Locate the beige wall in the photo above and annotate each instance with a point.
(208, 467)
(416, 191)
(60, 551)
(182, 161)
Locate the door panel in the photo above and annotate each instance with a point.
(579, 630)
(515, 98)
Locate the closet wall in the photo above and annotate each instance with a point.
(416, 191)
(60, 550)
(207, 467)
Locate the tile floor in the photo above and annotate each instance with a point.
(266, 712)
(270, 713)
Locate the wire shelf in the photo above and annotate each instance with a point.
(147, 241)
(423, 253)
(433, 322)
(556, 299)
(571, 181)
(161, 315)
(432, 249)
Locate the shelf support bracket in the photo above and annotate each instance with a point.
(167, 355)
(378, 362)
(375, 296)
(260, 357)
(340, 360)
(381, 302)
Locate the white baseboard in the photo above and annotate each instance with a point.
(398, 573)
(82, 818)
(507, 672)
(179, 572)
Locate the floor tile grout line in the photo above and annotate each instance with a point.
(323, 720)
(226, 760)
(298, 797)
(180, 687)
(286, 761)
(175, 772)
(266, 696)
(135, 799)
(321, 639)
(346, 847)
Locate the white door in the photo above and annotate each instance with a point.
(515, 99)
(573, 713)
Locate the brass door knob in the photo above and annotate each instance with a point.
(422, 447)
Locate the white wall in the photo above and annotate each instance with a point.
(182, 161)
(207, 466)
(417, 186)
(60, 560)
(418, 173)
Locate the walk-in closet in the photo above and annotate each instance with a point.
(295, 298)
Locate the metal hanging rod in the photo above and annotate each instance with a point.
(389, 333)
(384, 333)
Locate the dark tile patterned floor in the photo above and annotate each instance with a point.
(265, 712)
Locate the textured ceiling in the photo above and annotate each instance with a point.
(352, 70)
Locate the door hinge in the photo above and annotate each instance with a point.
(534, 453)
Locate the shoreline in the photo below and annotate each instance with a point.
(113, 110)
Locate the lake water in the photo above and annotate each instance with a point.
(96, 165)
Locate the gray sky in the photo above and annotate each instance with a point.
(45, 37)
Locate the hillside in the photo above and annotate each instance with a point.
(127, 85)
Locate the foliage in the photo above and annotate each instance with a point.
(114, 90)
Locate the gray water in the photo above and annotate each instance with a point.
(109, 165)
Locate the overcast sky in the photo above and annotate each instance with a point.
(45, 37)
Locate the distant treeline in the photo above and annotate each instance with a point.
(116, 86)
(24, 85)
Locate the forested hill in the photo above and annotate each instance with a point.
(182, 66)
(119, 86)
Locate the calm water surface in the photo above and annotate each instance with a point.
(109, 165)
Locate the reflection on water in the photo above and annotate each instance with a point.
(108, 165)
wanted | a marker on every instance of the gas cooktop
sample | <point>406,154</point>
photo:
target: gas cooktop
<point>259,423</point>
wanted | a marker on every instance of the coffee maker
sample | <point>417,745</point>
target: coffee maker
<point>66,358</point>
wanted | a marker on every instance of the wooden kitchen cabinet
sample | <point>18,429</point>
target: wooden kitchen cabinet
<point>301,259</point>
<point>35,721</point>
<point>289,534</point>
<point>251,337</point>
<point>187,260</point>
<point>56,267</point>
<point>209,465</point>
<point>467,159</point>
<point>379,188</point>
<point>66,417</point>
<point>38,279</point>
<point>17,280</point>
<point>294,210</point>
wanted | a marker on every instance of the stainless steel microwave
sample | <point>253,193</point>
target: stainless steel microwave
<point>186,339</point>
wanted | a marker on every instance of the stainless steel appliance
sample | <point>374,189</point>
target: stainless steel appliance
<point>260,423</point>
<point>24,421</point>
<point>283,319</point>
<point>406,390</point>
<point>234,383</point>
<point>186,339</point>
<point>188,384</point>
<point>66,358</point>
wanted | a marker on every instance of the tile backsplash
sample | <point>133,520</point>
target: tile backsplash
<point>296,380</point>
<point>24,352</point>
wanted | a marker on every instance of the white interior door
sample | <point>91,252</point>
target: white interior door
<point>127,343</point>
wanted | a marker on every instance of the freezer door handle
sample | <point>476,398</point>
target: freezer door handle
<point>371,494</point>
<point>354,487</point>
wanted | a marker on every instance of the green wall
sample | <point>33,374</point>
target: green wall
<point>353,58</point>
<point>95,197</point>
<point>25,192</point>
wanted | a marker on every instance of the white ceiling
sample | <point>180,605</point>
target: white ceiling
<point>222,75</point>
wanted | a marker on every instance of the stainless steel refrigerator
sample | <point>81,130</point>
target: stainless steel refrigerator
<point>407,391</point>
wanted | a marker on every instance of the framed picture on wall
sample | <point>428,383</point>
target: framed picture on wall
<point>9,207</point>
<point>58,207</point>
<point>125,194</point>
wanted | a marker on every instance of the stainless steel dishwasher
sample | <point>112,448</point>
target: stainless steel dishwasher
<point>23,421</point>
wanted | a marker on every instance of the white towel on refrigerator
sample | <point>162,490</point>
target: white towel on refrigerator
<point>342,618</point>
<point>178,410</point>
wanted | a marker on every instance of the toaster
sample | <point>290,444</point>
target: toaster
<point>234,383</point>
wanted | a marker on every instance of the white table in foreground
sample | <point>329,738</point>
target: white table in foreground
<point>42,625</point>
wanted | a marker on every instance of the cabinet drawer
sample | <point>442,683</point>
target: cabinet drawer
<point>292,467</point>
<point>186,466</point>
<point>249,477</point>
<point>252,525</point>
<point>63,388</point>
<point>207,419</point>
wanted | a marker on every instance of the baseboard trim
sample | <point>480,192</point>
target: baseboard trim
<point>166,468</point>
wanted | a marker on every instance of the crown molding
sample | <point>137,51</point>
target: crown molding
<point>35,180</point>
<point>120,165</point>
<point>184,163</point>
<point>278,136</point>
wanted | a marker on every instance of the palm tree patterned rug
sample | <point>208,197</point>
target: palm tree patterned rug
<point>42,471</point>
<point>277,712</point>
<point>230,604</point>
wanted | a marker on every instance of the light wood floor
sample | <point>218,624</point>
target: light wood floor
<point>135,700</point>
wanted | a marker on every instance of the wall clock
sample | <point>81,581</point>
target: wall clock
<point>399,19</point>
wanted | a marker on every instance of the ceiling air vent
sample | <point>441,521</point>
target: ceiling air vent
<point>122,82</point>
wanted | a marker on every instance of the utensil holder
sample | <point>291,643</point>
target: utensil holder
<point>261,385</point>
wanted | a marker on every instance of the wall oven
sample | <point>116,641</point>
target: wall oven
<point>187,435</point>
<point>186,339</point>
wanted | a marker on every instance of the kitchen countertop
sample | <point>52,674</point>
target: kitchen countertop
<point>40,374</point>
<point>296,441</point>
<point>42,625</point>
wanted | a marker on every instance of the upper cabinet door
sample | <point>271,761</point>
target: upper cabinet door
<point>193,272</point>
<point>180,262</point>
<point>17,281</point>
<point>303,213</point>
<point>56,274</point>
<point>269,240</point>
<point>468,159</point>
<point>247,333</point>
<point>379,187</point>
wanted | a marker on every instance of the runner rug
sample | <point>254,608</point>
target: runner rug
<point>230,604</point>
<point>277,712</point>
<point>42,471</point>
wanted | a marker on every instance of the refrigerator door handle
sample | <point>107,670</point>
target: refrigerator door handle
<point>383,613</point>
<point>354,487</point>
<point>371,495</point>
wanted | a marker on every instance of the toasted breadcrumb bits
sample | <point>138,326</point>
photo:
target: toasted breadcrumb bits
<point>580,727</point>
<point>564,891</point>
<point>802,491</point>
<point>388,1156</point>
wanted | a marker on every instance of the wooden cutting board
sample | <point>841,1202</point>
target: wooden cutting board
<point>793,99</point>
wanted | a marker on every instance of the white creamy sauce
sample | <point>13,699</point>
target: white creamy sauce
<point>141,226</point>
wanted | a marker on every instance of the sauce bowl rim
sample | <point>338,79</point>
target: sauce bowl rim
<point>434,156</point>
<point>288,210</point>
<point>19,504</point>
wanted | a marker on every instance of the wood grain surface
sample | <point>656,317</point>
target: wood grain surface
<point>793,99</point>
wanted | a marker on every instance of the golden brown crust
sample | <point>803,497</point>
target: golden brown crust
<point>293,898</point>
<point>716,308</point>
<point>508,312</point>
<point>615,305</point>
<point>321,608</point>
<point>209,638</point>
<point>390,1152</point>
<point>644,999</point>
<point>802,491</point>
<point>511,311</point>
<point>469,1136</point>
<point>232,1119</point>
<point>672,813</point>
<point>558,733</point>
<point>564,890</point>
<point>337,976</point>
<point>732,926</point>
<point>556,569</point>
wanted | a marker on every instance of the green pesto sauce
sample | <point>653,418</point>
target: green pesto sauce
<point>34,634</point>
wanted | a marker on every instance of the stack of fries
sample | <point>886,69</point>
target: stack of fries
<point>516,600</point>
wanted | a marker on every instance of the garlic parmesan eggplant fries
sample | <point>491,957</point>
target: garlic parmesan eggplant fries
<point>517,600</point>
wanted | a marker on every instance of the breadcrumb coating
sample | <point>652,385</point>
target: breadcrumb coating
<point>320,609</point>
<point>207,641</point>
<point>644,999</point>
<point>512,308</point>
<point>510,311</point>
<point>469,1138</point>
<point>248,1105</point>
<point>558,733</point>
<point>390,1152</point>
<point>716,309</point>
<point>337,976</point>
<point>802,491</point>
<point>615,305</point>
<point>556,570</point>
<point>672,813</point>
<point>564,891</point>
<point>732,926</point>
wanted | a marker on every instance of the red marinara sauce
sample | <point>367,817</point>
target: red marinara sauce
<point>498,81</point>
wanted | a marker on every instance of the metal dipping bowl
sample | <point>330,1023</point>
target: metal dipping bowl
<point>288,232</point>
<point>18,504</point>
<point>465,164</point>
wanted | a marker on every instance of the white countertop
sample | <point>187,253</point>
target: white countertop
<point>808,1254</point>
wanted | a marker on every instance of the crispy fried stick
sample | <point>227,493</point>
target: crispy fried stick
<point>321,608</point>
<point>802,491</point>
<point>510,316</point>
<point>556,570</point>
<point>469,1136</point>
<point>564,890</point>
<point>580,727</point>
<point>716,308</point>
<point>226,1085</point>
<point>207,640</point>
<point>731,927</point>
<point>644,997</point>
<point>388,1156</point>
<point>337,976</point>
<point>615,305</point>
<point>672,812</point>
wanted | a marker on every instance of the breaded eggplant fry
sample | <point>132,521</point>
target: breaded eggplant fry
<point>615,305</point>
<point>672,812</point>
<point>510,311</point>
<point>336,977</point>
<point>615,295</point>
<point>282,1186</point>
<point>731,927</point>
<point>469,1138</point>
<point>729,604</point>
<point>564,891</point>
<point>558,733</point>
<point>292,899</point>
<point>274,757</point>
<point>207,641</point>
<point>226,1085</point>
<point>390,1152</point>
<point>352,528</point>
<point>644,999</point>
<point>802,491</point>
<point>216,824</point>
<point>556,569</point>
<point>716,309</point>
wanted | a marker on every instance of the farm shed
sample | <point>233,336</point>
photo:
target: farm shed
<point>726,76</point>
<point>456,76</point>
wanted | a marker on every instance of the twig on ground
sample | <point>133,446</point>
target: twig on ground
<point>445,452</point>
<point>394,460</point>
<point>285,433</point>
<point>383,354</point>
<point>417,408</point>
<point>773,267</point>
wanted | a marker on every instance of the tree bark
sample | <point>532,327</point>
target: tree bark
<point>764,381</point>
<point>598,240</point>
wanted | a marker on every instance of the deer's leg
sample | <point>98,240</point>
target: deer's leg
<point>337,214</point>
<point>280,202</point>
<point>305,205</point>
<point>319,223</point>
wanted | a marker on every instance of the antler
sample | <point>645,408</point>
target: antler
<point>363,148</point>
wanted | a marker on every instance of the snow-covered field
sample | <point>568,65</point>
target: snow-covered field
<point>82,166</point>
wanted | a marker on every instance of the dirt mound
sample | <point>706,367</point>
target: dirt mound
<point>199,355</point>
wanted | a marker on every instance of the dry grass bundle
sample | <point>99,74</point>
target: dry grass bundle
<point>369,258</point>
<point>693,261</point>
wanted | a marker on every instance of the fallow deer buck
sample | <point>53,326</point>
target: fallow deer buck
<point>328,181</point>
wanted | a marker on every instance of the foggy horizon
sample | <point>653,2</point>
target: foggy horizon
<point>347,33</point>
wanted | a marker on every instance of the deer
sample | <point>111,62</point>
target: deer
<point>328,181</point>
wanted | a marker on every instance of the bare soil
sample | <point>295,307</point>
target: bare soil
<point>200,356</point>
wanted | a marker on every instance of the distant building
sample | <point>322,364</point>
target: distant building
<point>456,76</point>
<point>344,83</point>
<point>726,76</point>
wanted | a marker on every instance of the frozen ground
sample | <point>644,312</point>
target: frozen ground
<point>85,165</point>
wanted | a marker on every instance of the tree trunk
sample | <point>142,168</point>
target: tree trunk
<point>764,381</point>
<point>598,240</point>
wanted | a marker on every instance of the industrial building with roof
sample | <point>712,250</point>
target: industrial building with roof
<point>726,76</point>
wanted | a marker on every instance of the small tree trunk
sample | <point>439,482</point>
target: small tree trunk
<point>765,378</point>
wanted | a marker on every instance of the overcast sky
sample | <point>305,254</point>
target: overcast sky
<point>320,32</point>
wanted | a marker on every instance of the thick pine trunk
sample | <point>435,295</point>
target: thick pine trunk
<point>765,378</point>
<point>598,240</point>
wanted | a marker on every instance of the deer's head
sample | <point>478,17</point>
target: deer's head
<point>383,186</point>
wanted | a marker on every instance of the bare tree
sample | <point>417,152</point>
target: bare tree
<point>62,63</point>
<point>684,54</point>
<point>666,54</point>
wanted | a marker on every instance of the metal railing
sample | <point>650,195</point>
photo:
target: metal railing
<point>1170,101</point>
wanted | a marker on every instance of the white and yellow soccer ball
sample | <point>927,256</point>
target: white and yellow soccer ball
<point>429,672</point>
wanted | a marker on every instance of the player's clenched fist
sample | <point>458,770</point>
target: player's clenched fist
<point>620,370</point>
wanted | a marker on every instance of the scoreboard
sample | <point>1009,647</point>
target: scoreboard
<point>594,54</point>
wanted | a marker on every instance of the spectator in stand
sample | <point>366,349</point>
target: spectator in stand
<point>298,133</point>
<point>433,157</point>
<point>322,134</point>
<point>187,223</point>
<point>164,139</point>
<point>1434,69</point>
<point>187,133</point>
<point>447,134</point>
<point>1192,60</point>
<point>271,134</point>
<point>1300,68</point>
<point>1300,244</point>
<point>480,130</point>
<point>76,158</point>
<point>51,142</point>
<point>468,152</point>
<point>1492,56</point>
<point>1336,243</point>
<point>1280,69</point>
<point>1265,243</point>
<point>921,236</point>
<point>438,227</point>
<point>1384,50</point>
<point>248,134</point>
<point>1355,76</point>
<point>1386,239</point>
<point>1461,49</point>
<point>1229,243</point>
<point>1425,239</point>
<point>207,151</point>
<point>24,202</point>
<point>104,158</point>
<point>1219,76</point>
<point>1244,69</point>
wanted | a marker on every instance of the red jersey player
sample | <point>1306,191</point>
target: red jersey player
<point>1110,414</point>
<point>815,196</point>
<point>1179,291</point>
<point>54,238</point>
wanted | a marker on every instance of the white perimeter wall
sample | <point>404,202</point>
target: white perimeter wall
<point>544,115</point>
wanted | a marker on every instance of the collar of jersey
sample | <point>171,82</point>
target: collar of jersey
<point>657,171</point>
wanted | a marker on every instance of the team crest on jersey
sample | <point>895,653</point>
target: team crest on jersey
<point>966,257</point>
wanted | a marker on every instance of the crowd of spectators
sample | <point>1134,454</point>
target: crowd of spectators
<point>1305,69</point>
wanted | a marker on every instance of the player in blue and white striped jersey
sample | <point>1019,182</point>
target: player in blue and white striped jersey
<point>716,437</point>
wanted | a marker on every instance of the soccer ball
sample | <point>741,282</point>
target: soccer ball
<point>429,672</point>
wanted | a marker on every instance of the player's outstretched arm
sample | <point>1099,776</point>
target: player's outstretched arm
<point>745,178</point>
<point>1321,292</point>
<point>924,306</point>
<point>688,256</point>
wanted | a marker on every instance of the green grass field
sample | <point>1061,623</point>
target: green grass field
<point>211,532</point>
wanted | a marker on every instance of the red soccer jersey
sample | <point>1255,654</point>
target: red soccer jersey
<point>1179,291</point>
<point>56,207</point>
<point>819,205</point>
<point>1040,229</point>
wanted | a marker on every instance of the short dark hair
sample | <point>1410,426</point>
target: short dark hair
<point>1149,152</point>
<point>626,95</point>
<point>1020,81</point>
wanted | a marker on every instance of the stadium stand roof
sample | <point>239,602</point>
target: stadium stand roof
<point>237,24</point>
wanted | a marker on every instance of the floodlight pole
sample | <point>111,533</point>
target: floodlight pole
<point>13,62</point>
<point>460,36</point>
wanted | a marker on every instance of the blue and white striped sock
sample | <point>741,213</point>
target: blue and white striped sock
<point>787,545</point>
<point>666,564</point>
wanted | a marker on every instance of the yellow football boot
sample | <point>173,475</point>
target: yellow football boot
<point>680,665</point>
*****
PROBLEM TO WORK ON:
All lines in the listing above from the line containing "wanted | a marker on every instance of the refrigerator" to the line containing "sample | <point>803,497</point>", inclusive, should be retyped exactly; no other lines should appear.

YOUR SOLUTION:
wanted | a marker on every instance of the refrigerator door handle
sample | <point>107,670</point>
target: refrigerator door handle
<point>383,613</point>
<point>354,487</point>
<point>371,495</point>
wanted | a marker on every instance of the toasted breadcrumb bits
sample | <point>138,326</point>
photo:
target: toasted breadcrumb bits
<point>580,727</point>
<point>564,891</point>
<point>802,491</point>
<point>388,1156</point>
wanted | a marker on every instance of the wooden cutting board
sample | <point>841,1202</point>
target: wooden cutting board
<point>793,99</point>
wanted | a marker on every instance of the white creamy sauce
sample | <point>13,699</point>
target: white creamy sauce
<point>141,226</point>
wanted | a marker on every instance of the sauce bowl rim
sample | <point>338,79</point>
target: sauce bowl rim
<point>434,156</point>
<point>288,210</point>
<point>19,504</point>
wanted | a marker on every instance of the wood grain surface
sample | <point>656,317</point>
target: wood grain surface
<point>793,99</point>
wanted | a marker on every instance of the golden brown crust
sample | <point>803,497</point>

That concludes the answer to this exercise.